_TEKS BACAAN:_
■ ■ ■ ■

Fathulloh Menebar Benih Mandiri Pangan
Fathulloh (40) menyebarkan semangat memenuhi kebutuhan pangan secara swadaya dengan membentuk Komunitas Petani Kota. Kebutuhan ikan dan sayuran tercukupi, anggota komunitas itu memperoleh penghasilan tambahan. Sepetak lahan mungil di rumah pun cukup untuk menerapkan sistem yang digalakkan Fathulloh.
Fathulloh (40) menyebarkan semangat memenuhi kebutuhan pangan secara swadaya dengan membentuk Komunitas Petani Kota. Anggota komunitas itu memperoleh penghasilan tambahan dari akuaponik, sekaligus bisa memenuhi kebutuhan pangan berupa ikan dan sayuran. Mereka bisa memanfaatkan sepetak tanah di rumah untuk menerapkan sistem akuaponik.
Di Kelurahan Pamulang Timur, Kecamatan Pamulang, Kota Tangerang Selatan, Banten, Fathulloh berbagi pengetahuan kepada empat peserta pelatihan akuaponik dari Jakarta dan Banten. Dia menerangkan akuaponik atau perpaduan akuakultur dan hidroponik.
“Jangan sampai ngantuk, ya. Volume suara saya sudah tinggi nih,” kata Fathulloh sambil tertawa, Minggu (28/4/2019).
Di belakang mereka, terlihat sembilan akuaponik. Panjang setiap akuaponik 4 meter dengan lebar 1,5 meter dan tinggi 2,5 meter. Akuaponik merupakan cara bercocok tanam dengan menggunakan perpaduan antara budidaya ikan dan hidroponik.
Bagian bawah akuaponik berupa kolam dengan alas terpal berisi antara lain ikan lele, gurame, dan nila yang gemuk. Bagian atas akuaponik tersebut dipasangi pipa-pipa yang dibolongi. Pipa-pipa itu menjadi wadah untuk pot tanaman. Kangkung, pakcoy, dan seledri tampak rimbun.
Di lahan itu, terdapat sekitar 3.500 tanaman dan 10.000 ikan. Bunyi kucuran air dari pipa-pipa yang mengalir ke kolam tak henti terdengar. Seusai menjelaskan teori, Fathulloh mengajak para peserta pelatihan itu melihat akuaponik.

■ ■ ■ ■

_DAFTAR TUGAS:_
**A.** Cetak bagian teks bacaan, dimulai dengan "Bagian bawah akuaponik" dan berlanjut hingga "seledri tampak rimbun.".
**B.** Tolong jawab pertanyaan berikut berdasarkan teks bacaan.
(i) Berapa orang peserta pelatihan akuaponik yang diajari Fathulloh di Kelurahan Pamulang Timur?
(ii) Berapa panjang setiap akuaponik?
(iii) Berapa kira-kira jumlah ikan di lahan itu?

[Data anotasi berbasis titik]

■ ■ ■ ■

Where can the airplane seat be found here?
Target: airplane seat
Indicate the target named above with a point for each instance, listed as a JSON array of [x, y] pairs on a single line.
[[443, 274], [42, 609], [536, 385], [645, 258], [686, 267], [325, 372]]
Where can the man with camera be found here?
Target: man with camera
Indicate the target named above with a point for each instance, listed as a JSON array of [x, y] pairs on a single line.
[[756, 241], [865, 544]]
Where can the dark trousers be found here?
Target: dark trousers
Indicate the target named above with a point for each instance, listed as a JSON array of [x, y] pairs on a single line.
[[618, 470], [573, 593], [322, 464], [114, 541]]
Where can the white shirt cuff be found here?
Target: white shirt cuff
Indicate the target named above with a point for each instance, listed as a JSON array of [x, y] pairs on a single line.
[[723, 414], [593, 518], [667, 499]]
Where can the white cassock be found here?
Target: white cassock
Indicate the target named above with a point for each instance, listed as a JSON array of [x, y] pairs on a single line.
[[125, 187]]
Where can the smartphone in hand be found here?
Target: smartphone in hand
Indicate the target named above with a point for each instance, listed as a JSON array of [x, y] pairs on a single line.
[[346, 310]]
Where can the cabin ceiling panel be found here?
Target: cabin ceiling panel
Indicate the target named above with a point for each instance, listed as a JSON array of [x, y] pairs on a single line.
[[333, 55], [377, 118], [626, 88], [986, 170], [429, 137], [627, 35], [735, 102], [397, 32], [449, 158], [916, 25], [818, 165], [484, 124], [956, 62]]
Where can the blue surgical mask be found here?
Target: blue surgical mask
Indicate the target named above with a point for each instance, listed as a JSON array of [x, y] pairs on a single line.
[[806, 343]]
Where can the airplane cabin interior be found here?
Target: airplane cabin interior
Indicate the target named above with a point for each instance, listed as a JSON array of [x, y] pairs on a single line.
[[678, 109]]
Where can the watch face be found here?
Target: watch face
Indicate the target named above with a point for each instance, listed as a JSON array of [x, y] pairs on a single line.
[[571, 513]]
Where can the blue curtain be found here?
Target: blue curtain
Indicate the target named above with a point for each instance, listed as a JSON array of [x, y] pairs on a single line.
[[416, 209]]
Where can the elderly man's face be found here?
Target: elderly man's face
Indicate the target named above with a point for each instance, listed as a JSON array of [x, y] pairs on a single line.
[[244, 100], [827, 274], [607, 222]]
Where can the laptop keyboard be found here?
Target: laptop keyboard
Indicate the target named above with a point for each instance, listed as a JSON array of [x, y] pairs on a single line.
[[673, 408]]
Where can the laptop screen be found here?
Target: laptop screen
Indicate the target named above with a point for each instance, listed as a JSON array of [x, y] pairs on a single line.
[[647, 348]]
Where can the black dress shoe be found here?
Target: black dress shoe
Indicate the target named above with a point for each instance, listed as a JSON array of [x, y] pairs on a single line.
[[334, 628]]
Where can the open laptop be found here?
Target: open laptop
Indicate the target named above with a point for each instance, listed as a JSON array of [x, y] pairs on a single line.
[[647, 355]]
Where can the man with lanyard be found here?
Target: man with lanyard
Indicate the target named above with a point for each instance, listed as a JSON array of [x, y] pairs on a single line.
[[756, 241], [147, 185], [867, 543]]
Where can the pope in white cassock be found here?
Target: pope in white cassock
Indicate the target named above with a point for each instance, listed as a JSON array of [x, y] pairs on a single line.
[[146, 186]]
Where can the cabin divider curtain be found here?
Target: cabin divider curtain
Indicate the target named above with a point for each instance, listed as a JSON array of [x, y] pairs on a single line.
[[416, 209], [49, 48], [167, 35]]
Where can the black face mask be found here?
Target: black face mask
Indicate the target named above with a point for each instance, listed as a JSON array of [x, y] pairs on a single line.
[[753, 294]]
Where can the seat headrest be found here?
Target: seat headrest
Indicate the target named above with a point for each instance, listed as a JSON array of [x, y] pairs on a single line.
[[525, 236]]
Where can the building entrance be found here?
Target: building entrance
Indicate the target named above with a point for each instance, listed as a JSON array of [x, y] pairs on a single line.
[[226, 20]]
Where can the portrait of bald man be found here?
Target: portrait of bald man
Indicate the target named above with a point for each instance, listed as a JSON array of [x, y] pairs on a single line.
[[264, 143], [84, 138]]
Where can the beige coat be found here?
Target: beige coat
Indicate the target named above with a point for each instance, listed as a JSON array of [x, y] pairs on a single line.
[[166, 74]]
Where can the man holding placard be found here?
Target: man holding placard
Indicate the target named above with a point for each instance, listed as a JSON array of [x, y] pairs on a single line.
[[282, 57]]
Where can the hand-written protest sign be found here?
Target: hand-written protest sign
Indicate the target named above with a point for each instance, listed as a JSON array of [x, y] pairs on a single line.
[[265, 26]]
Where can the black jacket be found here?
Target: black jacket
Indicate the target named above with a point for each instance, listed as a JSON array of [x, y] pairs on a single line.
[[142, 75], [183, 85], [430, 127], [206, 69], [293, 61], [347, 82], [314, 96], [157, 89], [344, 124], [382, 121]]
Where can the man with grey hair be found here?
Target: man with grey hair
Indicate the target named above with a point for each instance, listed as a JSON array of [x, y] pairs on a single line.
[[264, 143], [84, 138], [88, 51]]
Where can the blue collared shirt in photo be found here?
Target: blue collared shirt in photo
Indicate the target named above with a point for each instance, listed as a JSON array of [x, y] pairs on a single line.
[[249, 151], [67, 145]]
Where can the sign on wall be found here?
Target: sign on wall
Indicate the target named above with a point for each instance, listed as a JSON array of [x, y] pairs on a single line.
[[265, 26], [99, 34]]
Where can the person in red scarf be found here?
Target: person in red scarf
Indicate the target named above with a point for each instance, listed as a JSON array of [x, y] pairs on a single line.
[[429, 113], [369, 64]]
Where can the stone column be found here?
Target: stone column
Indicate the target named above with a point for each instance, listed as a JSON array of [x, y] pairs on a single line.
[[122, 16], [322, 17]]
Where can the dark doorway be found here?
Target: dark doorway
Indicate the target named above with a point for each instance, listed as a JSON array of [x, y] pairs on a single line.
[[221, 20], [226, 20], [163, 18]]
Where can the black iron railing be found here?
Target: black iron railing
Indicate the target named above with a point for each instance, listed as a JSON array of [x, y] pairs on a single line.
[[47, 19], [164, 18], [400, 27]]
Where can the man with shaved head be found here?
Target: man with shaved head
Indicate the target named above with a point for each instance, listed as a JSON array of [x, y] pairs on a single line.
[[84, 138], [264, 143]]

■ ■ ■ ■

_HASIL LATIHAN:_
**A.**
Bagian bawah akuaponik berupa kolam dengan alas terpal berisi antara lain ikan lele, gurame, dan nila yang gemuk. Bagian atas akuaponik tersebut dipasangi pipa-pipa yang dibolongi. Pipa-pipa itu menjadi wadah untuk pot tanaman. Kangkung, pakcoy, dan seledri tampak rimbun.

**B.**
(i) Empat orang.
(ii) 4 meter.
(iii) Sekitar 10.000 ikan.